§ Your objective
Each line below with the string "beach" should be copied.

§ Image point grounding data
══════
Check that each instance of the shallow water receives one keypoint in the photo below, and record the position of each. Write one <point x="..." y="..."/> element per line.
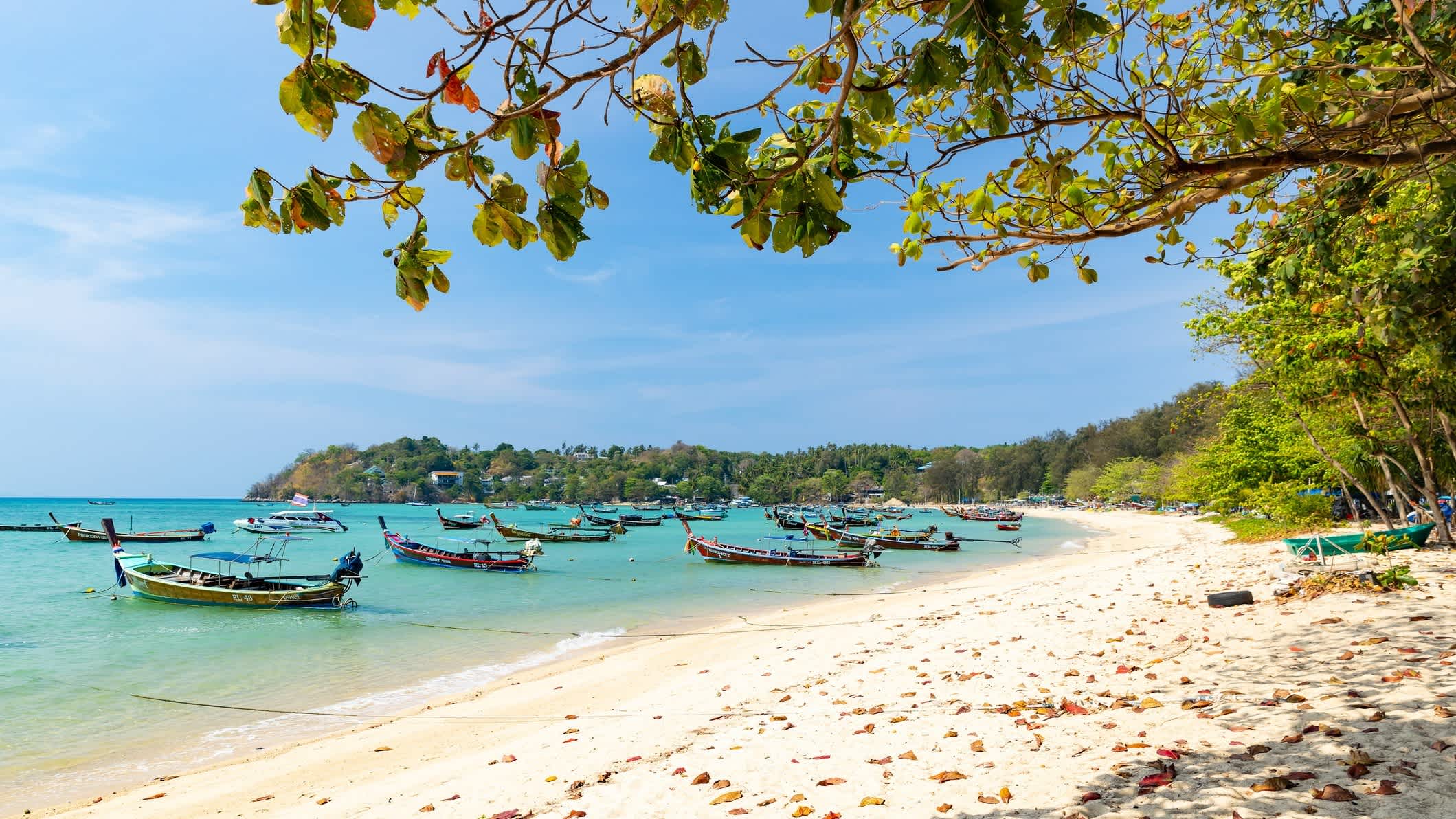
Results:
<point x="71" y="662"/>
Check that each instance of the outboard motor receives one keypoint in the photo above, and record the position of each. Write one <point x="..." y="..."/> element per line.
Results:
<point x="348" y="569"/>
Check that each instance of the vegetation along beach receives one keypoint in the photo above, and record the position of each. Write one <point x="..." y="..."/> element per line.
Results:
<point x="832" y="410"/>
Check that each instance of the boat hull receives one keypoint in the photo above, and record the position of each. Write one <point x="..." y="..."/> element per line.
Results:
<point x="727" y="553"/>
<point x="447" y="561"/>
<point x="1350" y="544"/>
<point x="146" y="584"/>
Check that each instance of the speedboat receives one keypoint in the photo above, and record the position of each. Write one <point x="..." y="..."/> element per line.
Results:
<point x="284" y="523"/>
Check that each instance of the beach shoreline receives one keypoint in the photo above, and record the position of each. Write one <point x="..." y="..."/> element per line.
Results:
<point x="605" y="732"/>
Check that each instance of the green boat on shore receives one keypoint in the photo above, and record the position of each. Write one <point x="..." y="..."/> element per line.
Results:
<point x="1312" y="546"/>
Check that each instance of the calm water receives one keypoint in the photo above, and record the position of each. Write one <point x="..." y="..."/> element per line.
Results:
<point x="69" y="661"/>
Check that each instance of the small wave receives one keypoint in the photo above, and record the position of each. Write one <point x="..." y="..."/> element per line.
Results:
<point x="295" y="726"/>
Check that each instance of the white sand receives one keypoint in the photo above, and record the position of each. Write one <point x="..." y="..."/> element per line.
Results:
<point x="922" y="683"/>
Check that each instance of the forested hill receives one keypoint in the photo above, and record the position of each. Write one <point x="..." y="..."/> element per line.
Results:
<point x="399" y="470"/>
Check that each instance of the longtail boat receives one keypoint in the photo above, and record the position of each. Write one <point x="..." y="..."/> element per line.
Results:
<point x="622" y="519"/>
<point x="34" y="527"/>
<point x="862" y="541"/>
<point x="407" y="550"/>
<point x="170" y="582"/>
<point x="698" y="514"/>
<point x="1312" y="546"/>
<point x="715" y="552"/>
<point x="458" y="521"/>
<point x="78" y="532"/>
<point x="554" y="535"/>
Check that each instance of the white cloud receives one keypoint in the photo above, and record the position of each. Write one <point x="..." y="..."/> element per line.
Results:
<point x="85" y="223"/>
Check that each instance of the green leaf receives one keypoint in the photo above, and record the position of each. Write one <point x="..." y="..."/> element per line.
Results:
<point x="523" y="137"/>
<point x="354" y="14"/>
<point x="381" y="131"/>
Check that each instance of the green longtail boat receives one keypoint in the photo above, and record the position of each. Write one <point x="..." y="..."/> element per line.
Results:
<point x="1312" y="546"/>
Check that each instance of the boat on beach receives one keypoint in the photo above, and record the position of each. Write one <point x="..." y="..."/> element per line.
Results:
<point x="187" y="585"/>
<point x="715" y="552"/>
<point x="552" y="535"/>
<point x="287" y="523"/>
<point x="458" y="521"/>
<point x="408" y="550"/>
<point x="1314" y="546"/>
<point x="80" y="535"/>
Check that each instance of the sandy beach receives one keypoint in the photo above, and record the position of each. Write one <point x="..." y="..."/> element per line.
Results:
<point x="1094" y="684"/>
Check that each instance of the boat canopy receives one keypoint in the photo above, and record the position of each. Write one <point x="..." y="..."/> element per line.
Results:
<point x="238" y="557"/>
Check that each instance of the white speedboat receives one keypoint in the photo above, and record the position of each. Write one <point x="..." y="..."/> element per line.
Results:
<point x="293" y="521"/>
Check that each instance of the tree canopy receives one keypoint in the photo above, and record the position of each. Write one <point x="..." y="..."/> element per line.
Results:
<point x="1002" y="127"/>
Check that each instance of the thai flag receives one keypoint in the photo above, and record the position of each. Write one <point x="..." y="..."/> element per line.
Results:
<point x="121" y="576"/>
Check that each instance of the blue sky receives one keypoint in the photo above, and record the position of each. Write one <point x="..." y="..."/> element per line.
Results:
<point x="157" y="348"/>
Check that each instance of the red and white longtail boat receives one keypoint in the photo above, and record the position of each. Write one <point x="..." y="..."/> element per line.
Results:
<point x="407" y="550"/>
<point x="715" y="552"/>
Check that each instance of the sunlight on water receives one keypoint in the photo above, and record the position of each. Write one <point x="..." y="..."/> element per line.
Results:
<point x="69" y="661"/>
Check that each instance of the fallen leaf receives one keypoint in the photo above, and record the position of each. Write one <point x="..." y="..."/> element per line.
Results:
<point x="1387" y="787"/>
<point x="1332" y="793"/>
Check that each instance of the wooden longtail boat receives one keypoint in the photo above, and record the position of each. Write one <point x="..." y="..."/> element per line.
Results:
<point x="456" y="523"/>
<point x="1308" y="548"/>
<point x="78" y="532"/>
<point x="407" y="550"/>
<point x="698" y="515"/>
<point x="32" y="527"/>
<point x="169" y="582"/>
<point x="554" y="535"/>
<point x="860" y="541"/>
<point x="622" y="519"/>
<point x="714" y="552"/>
══════
§ Output for this task
Check that each instance of the vegetation along beach receives one keypoint in the photo above, and record the position of each. Write one <point x="..." y="..."/> element per line.
Check that each instance of the beach shoreline receives one keypoint in the photo above, and record the position of each. Write one <point x="..." y="..."/> element per line.
Check that each instance of the boat on beach receives one keypoint in the photo above, and record the position of each. Write one <point x="..." y="..."/> element per line.
Check that each instance of the sandy beach receives one keypoint in the photo above, and record the position of each. Write one <point x="..." y="..."/> element per line.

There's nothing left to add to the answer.